Please reproduce, exactly and with nothing else, every line from the one containing "Where can the truck" through the last line of the records below.
----------
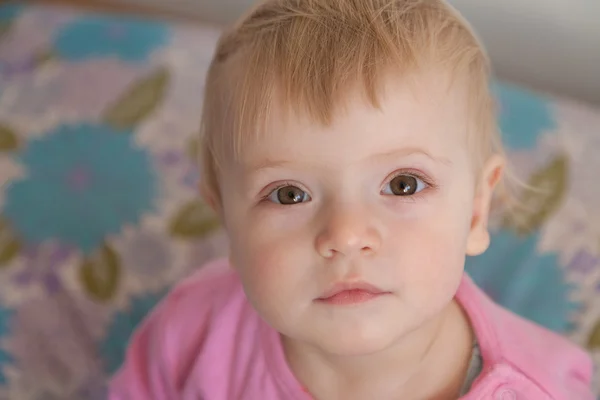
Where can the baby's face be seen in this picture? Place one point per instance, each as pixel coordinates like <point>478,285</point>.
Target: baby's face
<point>380,197</point>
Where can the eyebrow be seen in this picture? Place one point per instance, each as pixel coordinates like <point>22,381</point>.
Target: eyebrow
<point>269,163</point>
<point>409,151</point>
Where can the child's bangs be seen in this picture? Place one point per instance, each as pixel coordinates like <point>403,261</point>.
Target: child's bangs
<point>309,57</point>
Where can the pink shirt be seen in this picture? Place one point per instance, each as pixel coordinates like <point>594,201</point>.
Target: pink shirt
<point>205,341</point>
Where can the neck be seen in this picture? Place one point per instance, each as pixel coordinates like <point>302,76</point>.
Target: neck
<point>417,365</point>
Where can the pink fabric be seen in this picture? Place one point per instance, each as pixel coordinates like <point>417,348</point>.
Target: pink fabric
<point>205,341</point>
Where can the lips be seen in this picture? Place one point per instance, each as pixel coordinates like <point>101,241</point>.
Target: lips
<point>351,293</point>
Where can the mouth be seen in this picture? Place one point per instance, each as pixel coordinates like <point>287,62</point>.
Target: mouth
<point>343,294</point>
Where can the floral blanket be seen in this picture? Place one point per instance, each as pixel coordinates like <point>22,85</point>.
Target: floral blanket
<point>99,213</point>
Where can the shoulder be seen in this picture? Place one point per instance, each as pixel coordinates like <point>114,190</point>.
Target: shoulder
<point>557,367</point>
<point>185,335</point>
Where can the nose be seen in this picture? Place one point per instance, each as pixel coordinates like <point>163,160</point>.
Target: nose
<point>348,231</point>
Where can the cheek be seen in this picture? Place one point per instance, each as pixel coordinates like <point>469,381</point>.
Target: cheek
<point>272,264</point>
<point>432,254</point>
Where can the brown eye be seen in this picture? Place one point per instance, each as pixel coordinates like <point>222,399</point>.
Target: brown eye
<point>289,195</point>
<point>405,185</point>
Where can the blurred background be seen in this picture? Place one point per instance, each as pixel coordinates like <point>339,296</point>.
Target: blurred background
<point>549,44</point>
<point>99,211</point>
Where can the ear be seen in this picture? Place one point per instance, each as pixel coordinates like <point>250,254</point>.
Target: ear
<point>479,236</point>
<point>211,198</point>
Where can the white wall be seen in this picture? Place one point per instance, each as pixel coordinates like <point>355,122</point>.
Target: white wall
<point>552,45</point>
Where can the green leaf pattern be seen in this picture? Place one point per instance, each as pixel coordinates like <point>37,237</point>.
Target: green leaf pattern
<point>100,273</point>
<point>139,101</point>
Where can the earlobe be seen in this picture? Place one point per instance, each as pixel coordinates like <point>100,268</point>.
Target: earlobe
<point>479,236</point>
<point>209,197</point>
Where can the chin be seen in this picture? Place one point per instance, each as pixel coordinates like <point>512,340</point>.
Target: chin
<point>353,344</point>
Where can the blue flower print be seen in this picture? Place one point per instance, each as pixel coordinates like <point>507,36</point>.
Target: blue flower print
<point>524,116</point>
<point>122,326</point>
<point>84,182</point>
<point>528,283</point>
<point>5,358</point>
<point>100,36</point>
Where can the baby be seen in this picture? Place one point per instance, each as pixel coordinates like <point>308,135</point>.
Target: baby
<point>350,149</point>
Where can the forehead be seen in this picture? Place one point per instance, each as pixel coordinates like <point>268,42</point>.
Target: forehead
<point>426,111</point>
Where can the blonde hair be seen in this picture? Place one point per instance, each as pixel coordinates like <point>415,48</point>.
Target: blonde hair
<point>311,53</point>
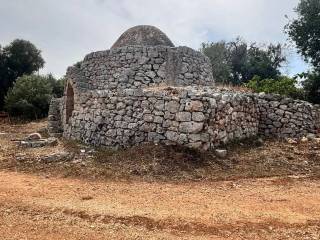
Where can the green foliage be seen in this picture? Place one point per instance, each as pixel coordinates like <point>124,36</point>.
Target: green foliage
<point>237,62</point>
<point>218,55</point>
<point>30,97</point>
<point>311,86</point>
<point>57,86</point>
<point>283,85</point>
<point>305,31</point>
<point>18,58</point>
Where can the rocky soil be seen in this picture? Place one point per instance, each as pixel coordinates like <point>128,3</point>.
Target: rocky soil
<point>260,190</point>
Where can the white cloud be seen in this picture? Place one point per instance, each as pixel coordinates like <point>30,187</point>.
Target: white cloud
<point>66,30</point>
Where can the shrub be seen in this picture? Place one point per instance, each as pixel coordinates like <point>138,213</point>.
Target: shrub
<point>283,85</point>
<point>29,98</point>
<point>311,86</point>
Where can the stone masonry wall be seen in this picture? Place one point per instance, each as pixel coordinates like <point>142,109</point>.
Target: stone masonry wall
<point>198,118</point>
<point>284,117</point>
<point>140,66</point>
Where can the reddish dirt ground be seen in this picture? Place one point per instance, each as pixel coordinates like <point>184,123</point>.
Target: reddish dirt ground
<point>33,207</point>
<point>269,192</point>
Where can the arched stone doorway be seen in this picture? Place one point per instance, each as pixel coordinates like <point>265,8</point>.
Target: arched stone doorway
<point>69,102</point>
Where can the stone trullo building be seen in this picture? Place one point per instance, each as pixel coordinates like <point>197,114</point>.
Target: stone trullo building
<point>144,89</point>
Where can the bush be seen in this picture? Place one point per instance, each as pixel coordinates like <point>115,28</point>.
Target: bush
<point>283,85</point>
<point>312,87</point>
<point>30,97</point>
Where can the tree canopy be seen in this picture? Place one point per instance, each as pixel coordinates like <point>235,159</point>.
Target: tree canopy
<point>18,58</point>
<point>304,31</point>
<point>238,62</point>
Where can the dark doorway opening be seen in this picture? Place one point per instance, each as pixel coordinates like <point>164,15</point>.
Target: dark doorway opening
<point>69,102</point>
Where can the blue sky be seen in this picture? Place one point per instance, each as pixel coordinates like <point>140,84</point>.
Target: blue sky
<point>66,30</point>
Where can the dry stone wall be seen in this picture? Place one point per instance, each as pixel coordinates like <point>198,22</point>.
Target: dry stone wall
<point>284,117</point>
<point>141,66</point>
<point>198,118</point>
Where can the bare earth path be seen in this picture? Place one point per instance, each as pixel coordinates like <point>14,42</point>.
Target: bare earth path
<point>34,207</point>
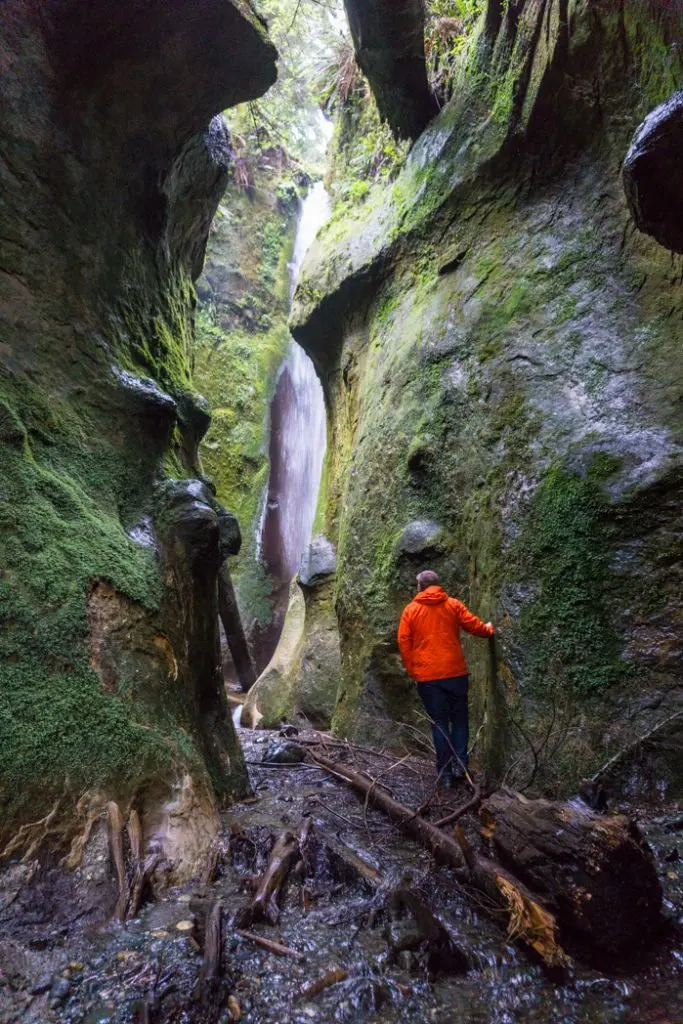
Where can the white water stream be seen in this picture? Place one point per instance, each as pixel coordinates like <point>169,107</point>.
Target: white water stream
<point>298,430</point>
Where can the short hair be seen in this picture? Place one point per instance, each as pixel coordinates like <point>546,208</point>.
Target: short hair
<point>428,579</point>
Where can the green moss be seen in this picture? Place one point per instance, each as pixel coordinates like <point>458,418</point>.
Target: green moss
<point>657,64</point>
<point>566,549</point>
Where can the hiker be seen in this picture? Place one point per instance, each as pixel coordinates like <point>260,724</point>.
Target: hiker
<point>429,642</point>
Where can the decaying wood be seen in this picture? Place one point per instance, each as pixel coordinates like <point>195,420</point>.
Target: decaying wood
<point>442,846</point>
<point>130,884</point>
<point>352,859</point>
<point>596,872</point>
<point>528,921</point>
<point>442,952</point>
<point>272,947</point>
<point>634,747</point>
<point>469,805</point>
<point>330,978</point>
<point>115,821</point>
<point>210,868</point>
<point>211,967</point>
<point>264,905</point>
<point>141,875</point>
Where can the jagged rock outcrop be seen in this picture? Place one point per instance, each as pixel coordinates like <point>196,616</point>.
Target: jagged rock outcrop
<point>111,169</point>
<point>502,351</point>
<point>652,175</point>
<point>388,38</point>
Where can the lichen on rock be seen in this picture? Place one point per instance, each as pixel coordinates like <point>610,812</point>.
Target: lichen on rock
<point>502,351</point>
<point>110,178</point>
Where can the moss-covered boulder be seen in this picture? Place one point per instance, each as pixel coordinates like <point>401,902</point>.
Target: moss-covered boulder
<point>110,175</point>
<point>502,351</point>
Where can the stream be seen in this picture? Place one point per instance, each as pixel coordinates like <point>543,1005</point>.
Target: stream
<point>296,450</point>
<point>60,962</point>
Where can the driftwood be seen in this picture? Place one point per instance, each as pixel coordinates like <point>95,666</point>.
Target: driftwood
<point>357,864</point>
<point>595,872</point>
<point>264,905</point>
<point>115,821</point>
<point>634,747</point>
<point>211,967</point>
<point>330,978</point>
<point>273,947</point>
<point>461,811</point>
<point>130,884</point>
<point>527,919</point>
<point>210,866</point>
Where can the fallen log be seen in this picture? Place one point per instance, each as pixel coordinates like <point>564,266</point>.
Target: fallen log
<point>330,978</point>
<point>115,822</point>
<point>264,905</point>
<point>596,872</point>
<point>527,920</point>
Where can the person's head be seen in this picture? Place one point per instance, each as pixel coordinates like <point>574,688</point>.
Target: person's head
<point>427,579</point>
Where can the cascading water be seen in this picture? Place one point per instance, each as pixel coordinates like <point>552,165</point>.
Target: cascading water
<point>298,438</point>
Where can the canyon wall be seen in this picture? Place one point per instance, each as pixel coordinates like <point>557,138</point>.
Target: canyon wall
<point>111,170</point>
<point>502,354</point>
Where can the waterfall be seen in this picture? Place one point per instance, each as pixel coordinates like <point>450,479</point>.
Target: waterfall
<point>298,438</point>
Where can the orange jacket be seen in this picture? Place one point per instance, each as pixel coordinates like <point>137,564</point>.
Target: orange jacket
<point>429,635</point>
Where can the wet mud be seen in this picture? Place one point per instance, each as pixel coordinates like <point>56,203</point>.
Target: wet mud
<point>374,930</point>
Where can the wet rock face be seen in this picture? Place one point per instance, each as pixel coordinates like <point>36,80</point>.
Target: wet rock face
<point>302,677</point>
<point>653,175</point>
<point>522,392</point>
<point>389,45</point>
<point>111,171</point>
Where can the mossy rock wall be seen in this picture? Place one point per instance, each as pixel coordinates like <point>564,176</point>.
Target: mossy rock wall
<point>506,363</point>
<point>109,178</point>
<point>242,339</point>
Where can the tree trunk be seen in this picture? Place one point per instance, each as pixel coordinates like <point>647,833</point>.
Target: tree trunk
<point>595,872</point>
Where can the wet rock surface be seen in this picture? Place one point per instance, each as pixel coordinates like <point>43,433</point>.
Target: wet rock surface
<point>368,907</point>
<point>652,175</point>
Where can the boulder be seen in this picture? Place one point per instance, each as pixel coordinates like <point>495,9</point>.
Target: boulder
<point>111,170</point>
<point>653,176</point>
<point>318,562</point>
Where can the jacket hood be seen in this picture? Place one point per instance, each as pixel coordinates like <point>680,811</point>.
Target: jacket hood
<point>432,595</point>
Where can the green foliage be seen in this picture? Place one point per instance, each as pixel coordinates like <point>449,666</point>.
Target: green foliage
<point>305,34</point>
<point>55,722</point>
<point>566,548</point>
<point>364,152</point>
<point>449,27</point>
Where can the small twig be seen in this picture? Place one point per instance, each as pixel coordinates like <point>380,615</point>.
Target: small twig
<point>467,806</point>
<point>272,947</point>
<point>332,977</point>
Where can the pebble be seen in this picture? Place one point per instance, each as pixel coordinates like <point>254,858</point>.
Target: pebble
<point>42,985</point>
<point>59,989</point>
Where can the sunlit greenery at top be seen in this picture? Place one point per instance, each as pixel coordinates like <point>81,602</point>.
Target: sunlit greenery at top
<point>306,33</point>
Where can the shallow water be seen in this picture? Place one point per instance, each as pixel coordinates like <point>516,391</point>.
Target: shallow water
<point>335,918</point>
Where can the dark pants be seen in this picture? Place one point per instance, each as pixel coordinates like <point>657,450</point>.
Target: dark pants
<point>445,701</point>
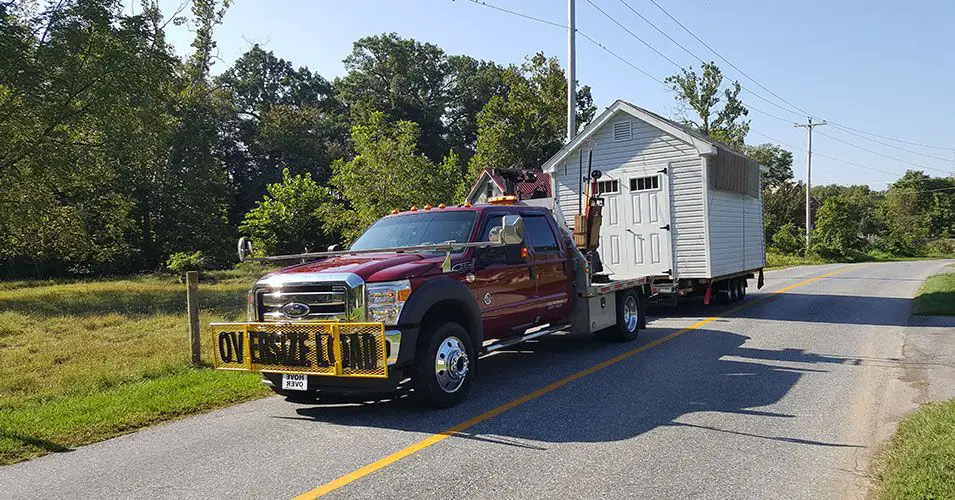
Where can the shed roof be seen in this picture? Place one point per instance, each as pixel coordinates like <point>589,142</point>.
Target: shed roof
<point>524,189</point>
<point>703,143</point>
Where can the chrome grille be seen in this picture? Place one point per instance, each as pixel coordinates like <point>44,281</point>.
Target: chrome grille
<point>328,302</point>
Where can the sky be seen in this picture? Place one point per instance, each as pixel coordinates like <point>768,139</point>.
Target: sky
<point>875,66</point>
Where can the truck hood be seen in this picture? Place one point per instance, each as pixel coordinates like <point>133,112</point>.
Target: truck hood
<point>369,267</point>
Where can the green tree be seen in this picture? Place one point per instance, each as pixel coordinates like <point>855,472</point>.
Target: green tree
<point>196,198</point>
<point>404,79</point>
<point>412,81</point>
<point>784,205</point>
<point>838,224</point>
<point>703,93</point>
<point>789,239</point>
<point>82,109</point>
<point>778,160</point>
<point>386,173</point>
<point>281,117</point>
<point>528,125</point>
<point>289,220</point>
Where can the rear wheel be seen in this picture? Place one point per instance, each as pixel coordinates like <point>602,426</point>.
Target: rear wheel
<point>442,372</point>
<point>629,316</point>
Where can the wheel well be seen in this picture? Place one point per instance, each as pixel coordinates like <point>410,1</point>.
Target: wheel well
<point>453,311</point>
----------
*PROBLEM SOLUTION*.
Where can the truck hood be seen in this picture? Place one point per instance, each as pixel coordinates like <point>133,112</point>.
Target: truck hood
<point>369,267</point>
Where can the green tree be seen in this picture? Place one point per instance, each as pixel coordinates like <point>855,472</point>.
Target: green tree
<point>196,198</point>
<point>404,79</point>
<point>412,81</point>
<point>784,205</point>
<point>838,224</point>
<point>703,93</point>
<point>789,239</point>
<point>82,109</point>
<point>778,160</point>
<point>386,173</point>
<point>281,117</point>
<point>528,125</point>
<point>289,220</point>
Where can the rear wheel be seen in this picture? Place one point per instance, each as pixel coordinates like <point>602,426</point>.
Target: rear wheel
<point>442,372</point>
<point>629,316</point>
Where can the wheel well be seen in this picture? Place one point per instance, each as pixel coordinates like <point>410,1</point>.
Target: wheel well
<point>453,311</point>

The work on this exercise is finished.